» Exercise brief:
Translate this sentence from the biographical passage on Ferligoj into Spanish: "In 2007 and 2008, students at the Faculty of Social Science chose her as the best professor."

» Supplied passage:
-=-=-

She was a Fulbright scholar in 1990—1991 and visiting professor at the University of Pittsburgh (1996) and at the University of Vienna (2009/10). She was awarded the title of Ambassador of Science of the Republic of Slovenia in 1997.

==Academic service==
Ferligoj chaired the Statistical Society of Slovenia in 1982 – 1983.
She was the president of the Statistical Council of the Republic of Slovenia (2007–2021) and a member of the European Statistical Advisory Committee (ESAC) (2011–2015).

She was founding editor of the journal Advances in Methodology and Statistics (Metodološki zvezki) in 1987 – 2012.

== Awards and honours ==
Ferligoj twice received awards of Statistical Society of Slovenia – in 1997, and in 2012 (Marijan Blejec award).

The book Generalized Blockmodeling that she coauthored received Harrison White Outstanding Book Award by Mathematical Sociology Section of the American Sociological Association in 2007. Jointly with Vladimir Batagelj, she received Simmel award from the International Network for Social Network Analysis.

In 2007 and 2008, students at the Faculty of Social Science chose her as the best professor. She received Doctor et Professor Honoris Causa at Eötvös Loránd University in Budapest in 2010, and Golden Plaque of University of Ljubljana in 2012.

She is an elected member of the European Academy of Sociology and International Statistical Institute.

-=-=-

» Information supplied:
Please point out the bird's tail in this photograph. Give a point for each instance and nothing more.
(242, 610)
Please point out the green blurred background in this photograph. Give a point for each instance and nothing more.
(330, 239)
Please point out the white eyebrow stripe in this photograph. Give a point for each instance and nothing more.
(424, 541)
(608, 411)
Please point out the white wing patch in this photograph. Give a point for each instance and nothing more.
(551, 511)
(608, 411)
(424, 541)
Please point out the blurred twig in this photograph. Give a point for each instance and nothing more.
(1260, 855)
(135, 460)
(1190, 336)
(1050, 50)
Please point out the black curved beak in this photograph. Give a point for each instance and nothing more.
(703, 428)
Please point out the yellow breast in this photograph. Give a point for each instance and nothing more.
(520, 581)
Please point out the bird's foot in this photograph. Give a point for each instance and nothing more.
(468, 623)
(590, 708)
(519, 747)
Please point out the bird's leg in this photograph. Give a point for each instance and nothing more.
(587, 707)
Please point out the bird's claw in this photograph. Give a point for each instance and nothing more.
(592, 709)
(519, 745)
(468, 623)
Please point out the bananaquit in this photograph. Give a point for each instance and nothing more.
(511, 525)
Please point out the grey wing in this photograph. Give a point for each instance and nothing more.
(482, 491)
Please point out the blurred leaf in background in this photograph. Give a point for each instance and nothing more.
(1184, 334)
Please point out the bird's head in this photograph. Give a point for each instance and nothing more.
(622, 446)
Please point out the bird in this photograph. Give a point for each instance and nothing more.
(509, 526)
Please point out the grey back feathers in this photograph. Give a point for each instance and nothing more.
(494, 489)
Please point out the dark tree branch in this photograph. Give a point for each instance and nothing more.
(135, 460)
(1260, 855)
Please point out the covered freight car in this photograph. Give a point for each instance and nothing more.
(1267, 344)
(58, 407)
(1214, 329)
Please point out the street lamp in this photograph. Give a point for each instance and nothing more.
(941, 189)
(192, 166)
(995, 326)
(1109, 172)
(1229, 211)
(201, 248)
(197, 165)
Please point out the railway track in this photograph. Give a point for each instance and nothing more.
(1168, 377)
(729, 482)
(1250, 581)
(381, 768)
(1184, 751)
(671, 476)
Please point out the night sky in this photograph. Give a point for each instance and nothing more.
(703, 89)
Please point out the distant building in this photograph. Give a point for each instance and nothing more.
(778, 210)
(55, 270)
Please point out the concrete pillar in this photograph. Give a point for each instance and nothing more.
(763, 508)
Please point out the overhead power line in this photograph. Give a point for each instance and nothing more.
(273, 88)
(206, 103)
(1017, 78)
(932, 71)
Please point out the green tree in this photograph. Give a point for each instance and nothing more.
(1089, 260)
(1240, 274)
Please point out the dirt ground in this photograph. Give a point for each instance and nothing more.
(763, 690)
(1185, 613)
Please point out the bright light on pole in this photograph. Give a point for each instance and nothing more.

-=-=-

» Written answer:
En 2007 y 2008, los estudiantes de la Facultad de Ciencias Sociales la eligieron como la mejor profesora.